Stated exercise 1: Condense the paragraph in the forum post below that begins "I wrote a function where" into a short bulleted list, keeping its main facts.

Using mutate and a lookup/calc funtion

I wrote a function where I pass a company name to lookup in a 2nd table a set of records, calculate a complicated result, and return the result.
I want to process all companies and add a value to each record with that result.
I am using the following code:
`aa <- mutate(companies,newcol=sum_rounds(companies$company_name))`
But I get the following warning:
Warning message:
In c("Bwom", "Symple", "TravelTriangle", "Ark Biosciences", "Artizan Biosciences", :
longer object length is not a multiple of shorter object length
(each of these is a company name)
The company dataframe gets a new column, but all values are "false" where actually there should be both true and false.
Any advice would be welcome to a newbie.
Function follows:
sum_rounds<-function(co_name) {
#get records from rounds for the company name passed to the function
#remove NAs from column roundtype too
outval<- rounds %>%
filter(company_name.x==co_name & !is.na(roundtype)) %>%
#sort by date round is announced
arrange(announced_on) %>%
select(roundtype) %>%
#create a string of all round types in order
apply(2,paste,collapse="")
#the values from mixed to "M", venture to "V" and pureangel to "A"
# now see if it is of the form aaaaa (and #) followed by m or v
# in grep: ^ is start of a line and + is for ar least one copy
# [mv] is either m or v
# nice summary is here: http://www.endmemo.com/program/R/gsub.php
#is angel2vc?
angel2vc<-grepl("^a+[mv]+",outval)
#return(list("roundcodes"=outval,"angel2vc"=angel2vc))
return(angel2vc)

Records shown:
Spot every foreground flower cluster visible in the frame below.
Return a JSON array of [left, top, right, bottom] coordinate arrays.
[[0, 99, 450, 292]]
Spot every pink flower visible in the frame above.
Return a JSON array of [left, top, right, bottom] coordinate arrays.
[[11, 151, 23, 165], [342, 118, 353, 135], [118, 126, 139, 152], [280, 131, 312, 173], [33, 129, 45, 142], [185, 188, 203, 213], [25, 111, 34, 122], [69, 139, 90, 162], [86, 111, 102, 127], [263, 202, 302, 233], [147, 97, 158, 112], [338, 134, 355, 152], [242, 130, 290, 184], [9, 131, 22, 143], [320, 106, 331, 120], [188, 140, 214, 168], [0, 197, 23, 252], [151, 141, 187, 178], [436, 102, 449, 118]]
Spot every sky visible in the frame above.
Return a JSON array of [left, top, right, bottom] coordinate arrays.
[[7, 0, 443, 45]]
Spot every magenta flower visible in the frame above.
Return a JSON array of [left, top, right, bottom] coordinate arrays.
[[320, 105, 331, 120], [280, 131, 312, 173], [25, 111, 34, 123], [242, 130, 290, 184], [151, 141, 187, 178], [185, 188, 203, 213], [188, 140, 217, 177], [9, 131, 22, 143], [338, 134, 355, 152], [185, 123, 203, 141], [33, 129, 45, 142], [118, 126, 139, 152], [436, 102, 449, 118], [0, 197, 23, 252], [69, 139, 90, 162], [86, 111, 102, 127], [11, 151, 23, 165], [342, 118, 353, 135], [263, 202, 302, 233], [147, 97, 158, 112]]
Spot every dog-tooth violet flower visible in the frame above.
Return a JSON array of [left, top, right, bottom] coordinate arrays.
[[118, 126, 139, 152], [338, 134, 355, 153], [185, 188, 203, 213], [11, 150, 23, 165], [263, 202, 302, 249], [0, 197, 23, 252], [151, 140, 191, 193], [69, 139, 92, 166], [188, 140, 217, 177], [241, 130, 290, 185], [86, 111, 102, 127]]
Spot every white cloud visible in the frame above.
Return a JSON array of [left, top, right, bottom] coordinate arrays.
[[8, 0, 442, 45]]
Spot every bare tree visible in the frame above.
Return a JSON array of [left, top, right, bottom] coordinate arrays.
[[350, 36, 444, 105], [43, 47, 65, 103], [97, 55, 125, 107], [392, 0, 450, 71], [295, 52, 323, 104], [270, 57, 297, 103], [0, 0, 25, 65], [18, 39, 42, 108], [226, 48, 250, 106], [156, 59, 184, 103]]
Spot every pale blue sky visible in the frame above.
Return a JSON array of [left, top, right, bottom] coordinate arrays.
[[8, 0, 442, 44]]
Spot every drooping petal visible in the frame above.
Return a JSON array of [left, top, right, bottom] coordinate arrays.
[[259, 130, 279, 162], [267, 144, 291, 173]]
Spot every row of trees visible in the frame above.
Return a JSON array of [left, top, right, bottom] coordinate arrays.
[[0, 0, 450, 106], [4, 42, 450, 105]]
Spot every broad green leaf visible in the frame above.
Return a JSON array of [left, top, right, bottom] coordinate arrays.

Stated exercise 2: Rewrite the entries above as a JSON list of strings, one string per line, using only the lines between the lines holding "Spot every drooping" and "[[0, 0, 450, 106], [4, 42, 450, 105]]", inclusive, and leaving out any blank lines.

Final answer 1:
- A function takes a company name as input.
- It uses that name to look up a set of records in a second table.
- It calculates a complicated result from those records.
- It returns the result.

Final answer 2:
[
  "Spot every drooping petal visible in the frame above.",
  "Return a JSON array of [left, top, right, bottom] coordinate arrays.",
  "[[259, 130, 279, 162], [267, 144, 291, 173]]",
  "Spot every row of trees visible in the frame above.",
  "Return a JSON array of [left, top, right, bottom] coordinate arrays.",
  "[[0, 0, 450, 106], [4, 42, 450, 105]]"
]